Design a product that allows a diabetic to utilize any kind of insulin available to them without undergoing costly retraining. 


From Sketches to CAD

Throughout the design process sketches and CAD were used in conjunction to create rapid form iterations.  Simple CAD forms were generated in Solidworks and sketched on top of using Sketchbook Pro in order to refine the crude CAD.  



Model Making

Model making was also crucial to the success of the Banting project.   Quick iterative models were generated throughout the project in order to obtain a general understanding of overall proportions and dimensions.  A final aesthetic model was then generated.


User Testing

Banting’s design was eventually refined down to two different directions: an all-in-one device and a modular device.  Both directions had pros and cons with regards to usability, manufacturing and cost.  Crude 3D printed models were created to test the use cycle of the two versions.  It became clear that the modular system was the best direction to move forward with.



 The modular design and nesting feature of the insulin pens into the back of the device make Banting more consolidated.  The device also had to be as compact as possible as the user would need to keep the device nearby at all times.



Sanitation is a top priority when considering a medical device, especially for the developing world.  The three insulin pens twist to expose the needle through the permeable membrane at the tip of the insulin pen.  This innovative design feature prevents contamination of the needle and helps to keep it sanitary.




Banting needs to last a lifetime.  The design of the device was a delicate balancing act between cost and durability of materials and manufacturing processes.  The device is constructed from a combination of injection molded Delrin and a progressive die cut stainless steel “bumper”.




Banting’s modular design allows for all of the insulin pens to nest into the back of the device.   This is crucial as the device is useless without all of its components. 



Banting is constructed using no adhesives or fasteners.  This allows for parts to easily be removed or replaced without having to replace the whole device.  All electrical components could be soldered directly onto the single PCB.


Means of Acquisition

As with current diabetic systems in the developing world, Banting could either be funded by local governments or provided by NGOs.

### [EXCERPTED RECORDS]
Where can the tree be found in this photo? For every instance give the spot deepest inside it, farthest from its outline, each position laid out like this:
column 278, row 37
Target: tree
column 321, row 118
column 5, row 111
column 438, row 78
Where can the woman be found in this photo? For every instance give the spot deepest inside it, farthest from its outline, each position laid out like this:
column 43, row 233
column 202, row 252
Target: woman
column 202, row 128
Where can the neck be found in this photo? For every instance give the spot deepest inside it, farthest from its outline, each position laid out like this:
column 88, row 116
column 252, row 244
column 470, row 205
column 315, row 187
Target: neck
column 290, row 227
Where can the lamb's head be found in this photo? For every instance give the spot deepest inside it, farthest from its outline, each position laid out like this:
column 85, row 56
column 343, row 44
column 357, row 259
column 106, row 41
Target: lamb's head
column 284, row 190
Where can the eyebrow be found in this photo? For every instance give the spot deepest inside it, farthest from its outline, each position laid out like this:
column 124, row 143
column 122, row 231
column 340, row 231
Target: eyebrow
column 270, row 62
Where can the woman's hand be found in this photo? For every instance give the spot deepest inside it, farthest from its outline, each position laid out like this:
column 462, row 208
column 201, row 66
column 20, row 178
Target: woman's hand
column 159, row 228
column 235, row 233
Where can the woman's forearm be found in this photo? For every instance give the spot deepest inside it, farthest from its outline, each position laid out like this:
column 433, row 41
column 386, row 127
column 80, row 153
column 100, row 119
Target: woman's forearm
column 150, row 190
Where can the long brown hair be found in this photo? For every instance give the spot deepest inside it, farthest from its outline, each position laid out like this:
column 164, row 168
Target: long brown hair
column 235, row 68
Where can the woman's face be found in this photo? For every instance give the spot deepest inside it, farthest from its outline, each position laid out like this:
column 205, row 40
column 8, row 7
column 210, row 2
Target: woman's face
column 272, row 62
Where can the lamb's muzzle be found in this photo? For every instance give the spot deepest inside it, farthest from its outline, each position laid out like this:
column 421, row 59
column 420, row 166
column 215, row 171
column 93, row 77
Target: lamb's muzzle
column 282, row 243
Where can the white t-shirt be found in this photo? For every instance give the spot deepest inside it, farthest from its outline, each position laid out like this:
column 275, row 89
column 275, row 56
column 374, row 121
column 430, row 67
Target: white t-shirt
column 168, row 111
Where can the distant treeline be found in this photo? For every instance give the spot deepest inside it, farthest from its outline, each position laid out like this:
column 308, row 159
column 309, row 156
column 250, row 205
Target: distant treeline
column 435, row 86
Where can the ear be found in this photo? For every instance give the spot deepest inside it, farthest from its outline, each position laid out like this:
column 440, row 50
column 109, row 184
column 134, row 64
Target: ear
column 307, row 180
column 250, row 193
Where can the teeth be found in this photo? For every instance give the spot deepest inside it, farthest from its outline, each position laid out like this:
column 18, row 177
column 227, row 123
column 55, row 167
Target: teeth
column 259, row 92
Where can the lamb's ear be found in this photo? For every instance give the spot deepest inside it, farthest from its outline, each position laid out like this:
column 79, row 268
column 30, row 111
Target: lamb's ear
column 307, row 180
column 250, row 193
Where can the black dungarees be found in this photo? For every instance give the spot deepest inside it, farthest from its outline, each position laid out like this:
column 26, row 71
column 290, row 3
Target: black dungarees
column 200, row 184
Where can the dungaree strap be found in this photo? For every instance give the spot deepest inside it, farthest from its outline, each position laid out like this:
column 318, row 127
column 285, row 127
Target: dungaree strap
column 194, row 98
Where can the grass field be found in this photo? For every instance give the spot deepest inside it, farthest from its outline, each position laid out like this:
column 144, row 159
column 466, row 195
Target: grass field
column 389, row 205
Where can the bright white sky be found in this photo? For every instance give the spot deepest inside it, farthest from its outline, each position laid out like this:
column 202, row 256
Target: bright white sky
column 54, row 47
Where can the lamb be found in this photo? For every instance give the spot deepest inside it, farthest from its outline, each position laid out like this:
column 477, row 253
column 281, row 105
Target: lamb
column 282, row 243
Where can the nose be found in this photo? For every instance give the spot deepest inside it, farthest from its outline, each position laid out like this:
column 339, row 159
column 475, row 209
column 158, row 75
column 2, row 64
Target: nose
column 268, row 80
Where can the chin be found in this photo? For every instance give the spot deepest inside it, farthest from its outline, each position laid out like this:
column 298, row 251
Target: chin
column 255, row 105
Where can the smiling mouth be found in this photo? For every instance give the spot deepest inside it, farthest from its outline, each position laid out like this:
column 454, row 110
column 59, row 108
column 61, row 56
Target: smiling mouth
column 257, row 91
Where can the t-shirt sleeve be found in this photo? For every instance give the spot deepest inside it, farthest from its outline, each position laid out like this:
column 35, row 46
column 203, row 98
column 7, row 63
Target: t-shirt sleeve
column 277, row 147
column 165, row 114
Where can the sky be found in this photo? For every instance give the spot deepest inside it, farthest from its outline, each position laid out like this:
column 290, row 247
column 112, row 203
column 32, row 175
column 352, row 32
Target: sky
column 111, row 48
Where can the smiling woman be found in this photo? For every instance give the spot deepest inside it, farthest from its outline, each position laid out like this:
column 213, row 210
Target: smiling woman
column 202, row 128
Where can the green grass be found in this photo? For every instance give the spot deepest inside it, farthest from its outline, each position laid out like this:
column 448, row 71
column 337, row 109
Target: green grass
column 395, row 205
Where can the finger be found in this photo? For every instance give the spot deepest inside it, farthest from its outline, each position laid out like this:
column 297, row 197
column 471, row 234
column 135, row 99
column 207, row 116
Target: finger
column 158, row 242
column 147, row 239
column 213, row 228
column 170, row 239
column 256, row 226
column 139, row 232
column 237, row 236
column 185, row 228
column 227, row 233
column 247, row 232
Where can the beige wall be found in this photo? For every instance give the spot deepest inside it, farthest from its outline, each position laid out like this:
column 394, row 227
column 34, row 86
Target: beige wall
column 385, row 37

### [ACTION ITEM]
In the text on the Banting device, what two directions was the design eventually narrowed down to?

### [PROBLEM SOLUTION]
An all-in-one device and a modular device.